======== Data excerpts ========
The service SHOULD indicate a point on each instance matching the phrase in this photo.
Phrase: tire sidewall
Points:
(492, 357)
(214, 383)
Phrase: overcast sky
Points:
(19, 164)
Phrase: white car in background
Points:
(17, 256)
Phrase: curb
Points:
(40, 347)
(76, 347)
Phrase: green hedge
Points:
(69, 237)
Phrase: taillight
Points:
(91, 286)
========
▶ _Problem details_:
Return, word for word, the line containing "Phrase: curb" and all lines after it through the last line of the records, and nothing else.

▶ _Written response_:
Phrase: curb
Points:
(40, 347)
(76, 347)
Phrase: green hedge
Points:
(69, 237)
Phrase: taillight
Points:
(91, 286)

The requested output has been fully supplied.